• _Task to carry out_: Every line from the one with "Definition first: for each instance of the rock" through the final line of the data below goes in the answer, copied exactly. Pictures do not.

(Saved entries)
******************************

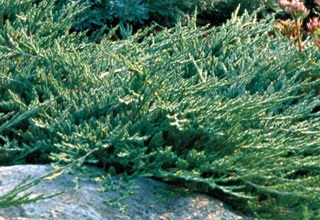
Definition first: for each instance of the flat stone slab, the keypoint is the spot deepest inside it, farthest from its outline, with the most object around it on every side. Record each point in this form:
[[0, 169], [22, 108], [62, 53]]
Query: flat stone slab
[[153, 200]]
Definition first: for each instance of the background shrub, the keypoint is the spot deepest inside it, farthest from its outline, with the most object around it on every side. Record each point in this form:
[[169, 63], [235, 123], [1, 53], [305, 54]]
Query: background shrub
[[228, 110]]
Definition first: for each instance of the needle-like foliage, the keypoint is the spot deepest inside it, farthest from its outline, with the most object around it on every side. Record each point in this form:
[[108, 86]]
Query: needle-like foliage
[[232, 110]]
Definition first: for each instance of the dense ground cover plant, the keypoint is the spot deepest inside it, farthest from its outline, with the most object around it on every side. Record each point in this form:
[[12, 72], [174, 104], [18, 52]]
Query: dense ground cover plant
[[130, 15], [228, 110]]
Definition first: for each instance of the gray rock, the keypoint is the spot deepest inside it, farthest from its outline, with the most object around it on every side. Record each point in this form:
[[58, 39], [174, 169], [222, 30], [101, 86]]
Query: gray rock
[[153, 200]]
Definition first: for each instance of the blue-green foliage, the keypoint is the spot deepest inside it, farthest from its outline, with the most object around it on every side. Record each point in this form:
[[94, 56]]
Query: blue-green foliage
[[230, 108]]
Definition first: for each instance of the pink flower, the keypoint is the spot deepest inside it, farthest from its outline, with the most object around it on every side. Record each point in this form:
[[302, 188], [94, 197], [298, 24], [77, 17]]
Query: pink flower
[[314, 25], [295, 8], [284, 3]]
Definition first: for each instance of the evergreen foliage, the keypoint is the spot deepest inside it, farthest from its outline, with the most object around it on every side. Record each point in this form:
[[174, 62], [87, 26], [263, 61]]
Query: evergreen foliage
[[229, 109]]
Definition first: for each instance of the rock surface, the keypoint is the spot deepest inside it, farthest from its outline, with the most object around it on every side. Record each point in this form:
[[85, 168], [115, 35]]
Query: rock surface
[[150, 202]]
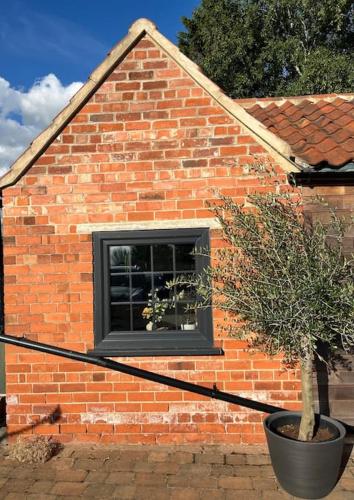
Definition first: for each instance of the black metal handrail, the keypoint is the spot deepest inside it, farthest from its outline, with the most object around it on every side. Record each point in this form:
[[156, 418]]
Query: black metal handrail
[[138, 372]]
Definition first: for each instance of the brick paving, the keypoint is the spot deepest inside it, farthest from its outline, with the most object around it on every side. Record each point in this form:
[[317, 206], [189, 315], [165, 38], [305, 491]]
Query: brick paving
[[152, 472]]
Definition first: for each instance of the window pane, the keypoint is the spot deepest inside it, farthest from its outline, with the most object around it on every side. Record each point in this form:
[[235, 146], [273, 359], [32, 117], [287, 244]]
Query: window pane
[[140, 322], [185, 261], [157, 316], [163, 257], [188, 292], [141, 287], [168, 321], [120, 289], [160, 281], [141, 259], [120, 318], [186, 318]]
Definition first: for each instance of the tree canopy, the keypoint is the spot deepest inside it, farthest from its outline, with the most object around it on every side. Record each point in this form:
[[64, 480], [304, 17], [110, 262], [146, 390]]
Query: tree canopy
[[256, 48]]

******************************

• _The completed task_:
Definition first: for each instance of the rock surface, the keypoint is the spot deepest inside it, farthest from its outline, with the most object around it on every side. Record each point in this form:
[[85, 168], [115, 35]]
Query: rock surface
[[150, 202]]
Definition first: for each instance of the black metal handrail, the keypoint is the spot deepest inside it, farthest from its outline, with the most object around it on every side. Record each point in this form:
[[156, 418]]
Query: black metal handrail
[[138, 372]]
Definition first: for each instance of the brick paving, the keypoint is the spot deepest inside it, farthest from its outline, with the most object around it on every side. Record each point in this form:
[[317, 206], [189, 315], [165, 38], [305, 491]]
Query: brick paving
[[152, 472]]
Definition first: for each instance of the window pane, the keypoint is the spot deepest inside it, farthest from its outline, with the most object around it on every side. Record each point in this form:
[[235, 146], [273, 359], [32, 117], [287, 244]]
Query: window pane
[[140, 322], [185, 261], [157, 316], [163, 257], [188, 292], [141, 287], [168, 321], [120, 289], [160, 281], [141, 259], [120, 318], [186, 318]]
Definition first: for each instance of the tree canopy, the keypoint is the spot deepest inside it, farthest from its outline, with the most object around it on every side. Record each point in this form:
[[64, 480], [304, 17], [110, 262], [146, 390]]
Query: tree canopy
[[256, 48]]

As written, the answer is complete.